* **Task statement**
Only the lines from the one containing "Exercise. Tag the lamp" through the end of the entries should be repeated, exactly as they appear, first and last included.

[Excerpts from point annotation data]
^^^^^^^^^^^^^^^^

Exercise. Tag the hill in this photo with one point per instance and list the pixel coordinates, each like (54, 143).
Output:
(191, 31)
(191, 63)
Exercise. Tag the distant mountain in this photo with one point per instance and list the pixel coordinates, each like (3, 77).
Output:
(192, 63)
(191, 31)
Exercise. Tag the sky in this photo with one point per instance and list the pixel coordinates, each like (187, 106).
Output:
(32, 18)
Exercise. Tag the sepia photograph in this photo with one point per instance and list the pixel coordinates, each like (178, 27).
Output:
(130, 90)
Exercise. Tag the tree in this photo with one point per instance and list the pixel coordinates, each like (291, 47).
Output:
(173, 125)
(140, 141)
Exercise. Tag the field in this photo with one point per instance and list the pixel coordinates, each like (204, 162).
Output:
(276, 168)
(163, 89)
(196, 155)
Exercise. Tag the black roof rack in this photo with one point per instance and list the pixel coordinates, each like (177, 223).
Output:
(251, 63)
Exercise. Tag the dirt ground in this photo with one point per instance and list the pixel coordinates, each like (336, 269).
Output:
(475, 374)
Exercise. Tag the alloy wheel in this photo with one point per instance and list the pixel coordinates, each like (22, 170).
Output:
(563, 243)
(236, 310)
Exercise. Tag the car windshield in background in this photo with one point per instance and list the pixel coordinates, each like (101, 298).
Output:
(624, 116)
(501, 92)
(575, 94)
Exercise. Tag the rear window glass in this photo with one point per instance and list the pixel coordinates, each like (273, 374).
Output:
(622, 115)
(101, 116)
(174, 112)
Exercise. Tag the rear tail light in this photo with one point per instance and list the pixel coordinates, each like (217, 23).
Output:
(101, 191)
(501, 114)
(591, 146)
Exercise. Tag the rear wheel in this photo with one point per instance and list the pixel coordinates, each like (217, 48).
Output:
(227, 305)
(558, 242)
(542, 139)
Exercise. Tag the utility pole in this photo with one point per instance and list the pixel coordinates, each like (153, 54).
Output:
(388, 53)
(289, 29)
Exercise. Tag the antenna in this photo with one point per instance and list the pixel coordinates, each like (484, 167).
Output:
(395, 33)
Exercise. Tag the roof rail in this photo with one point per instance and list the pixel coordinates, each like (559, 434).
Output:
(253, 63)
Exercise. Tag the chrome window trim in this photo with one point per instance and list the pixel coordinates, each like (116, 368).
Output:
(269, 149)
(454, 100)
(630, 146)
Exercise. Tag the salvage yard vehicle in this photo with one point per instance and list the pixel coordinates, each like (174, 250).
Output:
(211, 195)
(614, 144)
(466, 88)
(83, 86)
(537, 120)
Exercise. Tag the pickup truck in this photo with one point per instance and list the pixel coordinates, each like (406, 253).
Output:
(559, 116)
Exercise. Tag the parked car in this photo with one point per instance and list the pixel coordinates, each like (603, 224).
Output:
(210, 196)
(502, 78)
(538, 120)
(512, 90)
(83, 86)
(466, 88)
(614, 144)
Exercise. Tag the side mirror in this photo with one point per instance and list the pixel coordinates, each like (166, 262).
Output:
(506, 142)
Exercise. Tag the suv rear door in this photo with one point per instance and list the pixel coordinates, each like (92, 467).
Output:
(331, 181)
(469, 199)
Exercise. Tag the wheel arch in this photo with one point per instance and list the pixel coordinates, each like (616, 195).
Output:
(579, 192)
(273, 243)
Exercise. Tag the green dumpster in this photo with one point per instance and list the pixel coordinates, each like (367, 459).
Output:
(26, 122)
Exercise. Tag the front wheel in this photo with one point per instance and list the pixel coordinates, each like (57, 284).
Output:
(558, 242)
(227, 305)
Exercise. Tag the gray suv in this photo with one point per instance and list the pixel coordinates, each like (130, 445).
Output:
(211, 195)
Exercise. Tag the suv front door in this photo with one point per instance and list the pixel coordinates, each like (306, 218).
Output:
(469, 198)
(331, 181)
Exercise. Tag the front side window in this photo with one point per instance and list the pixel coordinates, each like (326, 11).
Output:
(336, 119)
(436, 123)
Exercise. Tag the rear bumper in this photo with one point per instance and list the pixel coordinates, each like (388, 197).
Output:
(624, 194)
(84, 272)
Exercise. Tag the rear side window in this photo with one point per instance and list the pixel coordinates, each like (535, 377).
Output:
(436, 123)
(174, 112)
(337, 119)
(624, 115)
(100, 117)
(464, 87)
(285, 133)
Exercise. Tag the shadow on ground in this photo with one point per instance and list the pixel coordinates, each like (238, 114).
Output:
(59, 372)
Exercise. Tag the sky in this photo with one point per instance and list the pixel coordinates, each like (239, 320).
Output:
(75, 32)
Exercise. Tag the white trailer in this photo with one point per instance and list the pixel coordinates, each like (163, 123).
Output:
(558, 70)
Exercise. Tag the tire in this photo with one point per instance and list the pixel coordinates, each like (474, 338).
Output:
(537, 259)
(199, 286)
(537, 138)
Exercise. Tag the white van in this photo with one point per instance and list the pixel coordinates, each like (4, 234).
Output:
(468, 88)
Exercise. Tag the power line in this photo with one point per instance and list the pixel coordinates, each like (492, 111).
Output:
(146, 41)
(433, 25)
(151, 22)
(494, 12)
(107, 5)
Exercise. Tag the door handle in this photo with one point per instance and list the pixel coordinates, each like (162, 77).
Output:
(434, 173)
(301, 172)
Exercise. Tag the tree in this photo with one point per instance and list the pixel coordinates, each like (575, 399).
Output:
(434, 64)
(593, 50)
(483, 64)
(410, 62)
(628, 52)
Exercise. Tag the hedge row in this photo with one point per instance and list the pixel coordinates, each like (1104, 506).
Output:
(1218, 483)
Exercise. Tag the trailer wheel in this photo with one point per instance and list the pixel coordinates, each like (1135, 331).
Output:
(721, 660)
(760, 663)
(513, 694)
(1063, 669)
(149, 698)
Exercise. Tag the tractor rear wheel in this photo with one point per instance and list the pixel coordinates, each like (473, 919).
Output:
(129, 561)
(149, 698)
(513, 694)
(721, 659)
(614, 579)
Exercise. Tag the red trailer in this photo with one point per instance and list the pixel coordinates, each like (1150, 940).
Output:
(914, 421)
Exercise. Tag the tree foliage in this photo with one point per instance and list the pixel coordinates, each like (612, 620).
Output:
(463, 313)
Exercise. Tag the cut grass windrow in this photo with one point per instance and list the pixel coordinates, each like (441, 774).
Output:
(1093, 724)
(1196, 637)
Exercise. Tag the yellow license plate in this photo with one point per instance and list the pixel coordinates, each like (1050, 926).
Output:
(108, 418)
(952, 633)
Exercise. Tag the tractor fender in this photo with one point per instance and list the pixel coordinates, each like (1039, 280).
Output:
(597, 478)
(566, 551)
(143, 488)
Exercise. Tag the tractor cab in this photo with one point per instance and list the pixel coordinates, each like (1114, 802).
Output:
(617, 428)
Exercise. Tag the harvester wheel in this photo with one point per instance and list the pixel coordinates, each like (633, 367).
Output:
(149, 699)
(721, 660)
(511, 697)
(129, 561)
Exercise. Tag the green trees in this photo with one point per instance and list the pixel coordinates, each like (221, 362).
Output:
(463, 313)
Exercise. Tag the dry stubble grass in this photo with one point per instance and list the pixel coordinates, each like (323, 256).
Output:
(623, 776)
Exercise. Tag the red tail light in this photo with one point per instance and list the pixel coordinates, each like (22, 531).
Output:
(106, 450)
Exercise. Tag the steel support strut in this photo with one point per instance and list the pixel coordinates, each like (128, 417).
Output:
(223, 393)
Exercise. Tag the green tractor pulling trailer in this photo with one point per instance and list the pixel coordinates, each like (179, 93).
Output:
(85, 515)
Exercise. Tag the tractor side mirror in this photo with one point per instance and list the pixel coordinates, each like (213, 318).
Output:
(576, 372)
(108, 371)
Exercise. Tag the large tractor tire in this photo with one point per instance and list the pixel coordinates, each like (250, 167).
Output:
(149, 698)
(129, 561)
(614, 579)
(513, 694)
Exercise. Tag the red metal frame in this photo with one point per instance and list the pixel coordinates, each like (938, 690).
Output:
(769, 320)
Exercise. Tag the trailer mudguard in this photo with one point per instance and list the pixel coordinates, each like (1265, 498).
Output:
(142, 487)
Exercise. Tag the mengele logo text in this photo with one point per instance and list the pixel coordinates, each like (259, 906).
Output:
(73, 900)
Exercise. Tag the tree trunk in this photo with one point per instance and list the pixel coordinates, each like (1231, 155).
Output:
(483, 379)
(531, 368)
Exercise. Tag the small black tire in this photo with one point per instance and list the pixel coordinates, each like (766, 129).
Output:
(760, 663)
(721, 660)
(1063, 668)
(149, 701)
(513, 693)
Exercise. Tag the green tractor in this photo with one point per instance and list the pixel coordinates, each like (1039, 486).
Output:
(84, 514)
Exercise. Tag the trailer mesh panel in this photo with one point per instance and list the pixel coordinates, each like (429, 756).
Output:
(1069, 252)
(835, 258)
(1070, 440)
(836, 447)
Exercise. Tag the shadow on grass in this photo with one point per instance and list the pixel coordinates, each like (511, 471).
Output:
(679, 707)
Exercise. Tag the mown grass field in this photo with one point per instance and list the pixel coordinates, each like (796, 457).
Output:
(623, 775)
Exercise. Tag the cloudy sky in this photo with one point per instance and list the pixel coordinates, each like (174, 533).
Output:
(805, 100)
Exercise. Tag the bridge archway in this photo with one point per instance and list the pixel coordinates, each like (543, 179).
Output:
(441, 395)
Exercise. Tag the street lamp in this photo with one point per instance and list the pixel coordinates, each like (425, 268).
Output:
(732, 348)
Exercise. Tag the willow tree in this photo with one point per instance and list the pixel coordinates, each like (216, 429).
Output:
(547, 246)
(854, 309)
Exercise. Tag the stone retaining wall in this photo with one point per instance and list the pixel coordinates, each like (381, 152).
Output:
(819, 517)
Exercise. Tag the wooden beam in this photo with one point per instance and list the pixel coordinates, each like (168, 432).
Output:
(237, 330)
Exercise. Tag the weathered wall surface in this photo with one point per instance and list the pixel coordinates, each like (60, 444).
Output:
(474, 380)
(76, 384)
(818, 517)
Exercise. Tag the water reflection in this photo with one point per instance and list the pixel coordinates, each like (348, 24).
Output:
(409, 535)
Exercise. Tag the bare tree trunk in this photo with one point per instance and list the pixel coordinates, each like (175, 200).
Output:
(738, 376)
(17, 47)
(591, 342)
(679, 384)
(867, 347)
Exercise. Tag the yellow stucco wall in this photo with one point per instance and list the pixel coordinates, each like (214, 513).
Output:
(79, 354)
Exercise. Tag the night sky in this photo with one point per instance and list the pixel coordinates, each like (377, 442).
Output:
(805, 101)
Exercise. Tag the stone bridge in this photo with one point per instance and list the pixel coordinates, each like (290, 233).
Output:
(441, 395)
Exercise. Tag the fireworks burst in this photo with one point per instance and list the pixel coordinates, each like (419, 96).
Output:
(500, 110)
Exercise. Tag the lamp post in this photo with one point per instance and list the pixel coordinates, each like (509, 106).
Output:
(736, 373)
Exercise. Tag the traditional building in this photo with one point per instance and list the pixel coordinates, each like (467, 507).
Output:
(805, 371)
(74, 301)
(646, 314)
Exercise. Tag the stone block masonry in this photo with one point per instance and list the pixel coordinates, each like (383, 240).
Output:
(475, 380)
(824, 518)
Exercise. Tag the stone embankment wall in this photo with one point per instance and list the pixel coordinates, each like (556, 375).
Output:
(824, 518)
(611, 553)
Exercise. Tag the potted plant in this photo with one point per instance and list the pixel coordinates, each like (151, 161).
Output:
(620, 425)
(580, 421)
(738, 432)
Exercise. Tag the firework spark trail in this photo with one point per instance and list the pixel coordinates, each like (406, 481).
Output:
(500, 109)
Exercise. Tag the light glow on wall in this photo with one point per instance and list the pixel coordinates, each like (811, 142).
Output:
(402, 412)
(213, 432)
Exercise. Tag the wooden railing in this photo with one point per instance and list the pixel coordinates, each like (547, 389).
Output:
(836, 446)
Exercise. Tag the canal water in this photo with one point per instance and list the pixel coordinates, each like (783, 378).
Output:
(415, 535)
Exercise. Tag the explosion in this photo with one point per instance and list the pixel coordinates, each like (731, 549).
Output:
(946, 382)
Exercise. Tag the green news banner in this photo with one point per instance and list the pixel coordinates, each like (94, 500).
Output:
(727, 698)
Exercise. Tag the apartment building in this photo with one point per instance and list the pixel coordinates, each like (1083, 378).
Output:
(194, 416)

^^^^^^^^^^^^^^^^

* **Exercise answer**
Exercise. Tag the lamp post in this photo with one point per instance and list the pixel coordinates, each like (509, 106).
Output:
(736, 373)
Exercise. Tag the traditional building in this photo with one point per instance and list the pixel coordinates, each like (467, 507).
Output:
(805, 371)
(74, 301)
(646, 314)
Exercise. Tag the stone block masonry in this photo with one point per instance and list the pixel coordinates, each like (383, 240).
Output:
(475, 380)
(824, 518)
Exercise. Tag the stone embankment wall in this photo with one point per instance and list the pixel coordinates, each like (556, 375).
Output:
(824, 518)
(611, 553)
Exercise. Tag the potted plant in this photo with one point per instance and list the pixel coordinates, each like (151, 161).
Output:
(620, 425)
(580, 421)
(738, 432)
Exercise. Tag the firework spark trail in this photo with one point per instance and list the pixel coordinates, each like (406, 481).
Output:
(500, 109)
Exercise. Tag the light glow on wall in this photo with one point per instance and list the pixel coordinates, each like (811, 142).
Output:
(402, 412)
(213, 432)
Exercise. Tag the wooden railing in this photo with one point per instance and list the pixel coordinates, each like (547, 389).
Output:
(836, 446)
Exercise. Tag the canal water in this photo with one point per instance and list the pixel coordinates, each like (783, 378).
Output:
(415, 535)
Exercise. Tag the explosion in this photo with one point per instance and list the pixel coordinates, each like (731, 549).
Output:
(946, 382)
Exercise. Tag the green news banner in this photo with one point per instance and list the pixel coordinates, each like (94, 500).
Output:
(727, 698)
Exercise. Tag the apartment building in this photo with one point per instance and list the pixel coordinates, each like (1083, 378).
Output:
(194, 416)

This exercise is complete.